#### Passage
#####

Thread (62 messages) 62 messages, 4 authors, 2025-10-27
STALE239d

[PATCH v3 00/10] builtin/maintenance: introduce "geometric" strategy

From: Patrick Steinhardt <hidden>
Date: 2025-10-24 06:57:21

Hi,

by default, git-maintenance(1) uses git-gc(1) to perform repository
housekeeping. This tool has a couple of shortcomings, most importantly
that it regularly does all-into-one repacks. This doesn't really work
all that well in the context of monorepos, where you really want to
avoid repacking all objects regularly.

An alternative maintenance strategy is the "incremental" strategy, but
this strategy has two downsides:

  - Strategies in general only apply to scheduled maintenance. So if you
    run git-maintenance(1), you still end up with git-gc(1).

  - The strategy is designed to not ever delete any data, but a full
    replacment for git-gc(1) needs to also prune reflogs, rereree caches
    and vanished worktrees.

This patch series aims to fix both of these issues.

First, the series introduces a new "geometric" maintenance task, which
makes use of geometric repacking as exposed by git-repack(1) in the
general case. In the case where a geometric repack ends up merging all
packfiles into one we instead do an all-into-one repack with cruft packs
so that we can still phase out objects over time.

Second, the series extends maintenance strategies to also cover normal
maintenance. If the user has configured the "geometric" strategy, we'll
thus use it for both manual and scheduled maintenance. For backwards
compatibility, the "incremental" strategy is changed so that it uses
git-gc(1) for manual maintenance and the other tasks for scheduled
maintenance.

The series is built on top of b660e2dcb9 (Sync with 'maint', 2025-10-14)

#####

#### Required tasks
(1) Please write out the patch cover letter starting at "From: Patrick Steinhardt" and ending at "all objects regularly.".
(2) Summarize the patch cover letter in two sentences.
(3) Carry on the patch cover letter about the "geometric" maintenance strategy from its final line.
The items that come after this point are drawn from a separate source.

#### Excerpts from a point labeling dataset
#####

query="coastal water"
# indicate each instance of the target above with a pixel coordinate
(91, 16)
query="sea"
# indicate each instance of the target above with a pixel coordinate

#####

#### Solved problems
(1)
From: Patrick Steinhardt <hidden>
Date: 2025-10-24 06:57:21

Hi,

by default, git-maintenance(1) uses git-gc(1) to perform repository
housekeeping. This tool has a couple of shortcomings, most importantly
that it regularly does all-into-one repacks. This doesn't really work
all that well in the context of monorepos, where you really want to
avoid repacking all objects regularly.

(2) By default git-maintenance(1) relies on git-gc(1), whose regular all-into-one repacks work poorly for monorepos, while the "incremental" strategy applies only to scheduled maintenance and is designed never to delete data. The series adds a "geometric" maintenance task based on geometric repacking and extends strategies to manual maintenance as well, with the "incremental" strategy keeping git-gc(1) for manual runs for backwards compatibility.

(3)
with tb/incremental-midx-part-3.1 at c886af90f8 (SQUASH??? play well
with other topics by preemptively including "repository.h", 2025-09-29)
merged into it.

Changes in v3:
  - More line wrapping.
  - Improve readability of maintenance strategies by using nested
    designated initializers.
  - Use git-count-object(1) to count loose objects.
  - Link to v2: https://lore.kernel.org/r/20251021-pks-maintenance-geometric-strategy-v2-0-f0d727832b80@pks.im (local)

Changes in v2:
  - Make the geometric factor configurable via
    "maintenance.geometric-repack.splitFactor".
  - Wrap some overly long lines in our tests.
  - Link to v1: https://lore.kernel.org/r/20251016-pks-maintenance-geometric-strategy-v1-0-18943d474203@pks.im (local)

Thanks!

Patrick

---
Patrick Steinhardt (10):
      builtin/gc: remove global `repack` variable
      builtin/gc: make `too_many_loose_objects()` reusable without GC config
      builtin/maintenance: introduce "geometric-repack" task
      builtin/maintenance: make the geometric factor configurable
      builtin/maintenance: don't silently ignore invalid strategy
      builtin/maintenance: improve readability of strategies
      builtin/maintenance: run maintenance tasks depending on type
      builtin/maintenance: extend "maintenance.strategy" to manual maintenance
      builtin/maintenance: make "gc" strategy accessible
      builtin/maintenance: introduce "geometric" strategy

 Documentation/config/maintenance.adoc |  49 +++++-
 builtin/gc.c                          | 313 ++++++++++++++++++++++++++++------
 t/t7900-maintenance.sh                | 245 ++++++++++++++++++++++++++
 3 files changed, 544 insertions(+), 63 deletions(-)

Range-diff versus v2:

 1:  b853ba54dca =  1:  c35408a33d0 builtin/gc: remove global `repack` variable
 2:  9bbdfe1b9e5 =  2:  be572fe1542 builtin/gc: make `too_many_loose_objects()` reusable without GC config
 3:  bcd82ad038e !  3:  5290f6d3e0f builtin/maintenance: introduce "geometric-repack" task
    @@ t/t7900-maintenance.sh: test_expect_success 'maintenance.incremental-repack.auto
     +	test_line_count = "$EXPECTED_PACKS" packfiles &&
     +
     +	# And verify that there are no loose objects anymore.
    -+	cat >expect <<-\EOF &&
    -+	info
    -+	pack
    -+	EOF
    -+	ls .git/objects >actual &&
    -+	test_cmp expect actual
    ++	git count-objects -v >count &&
    ++	test_grep '^count: 0$' count
     +}
     +
     +test_expect_success 'geometric repacking task' '
    @@ t/t7900-maintenance.sh: test_expect_success 'maintenance.incremental-repack.auto
     +		# The initial repack causes an all-into-one repack.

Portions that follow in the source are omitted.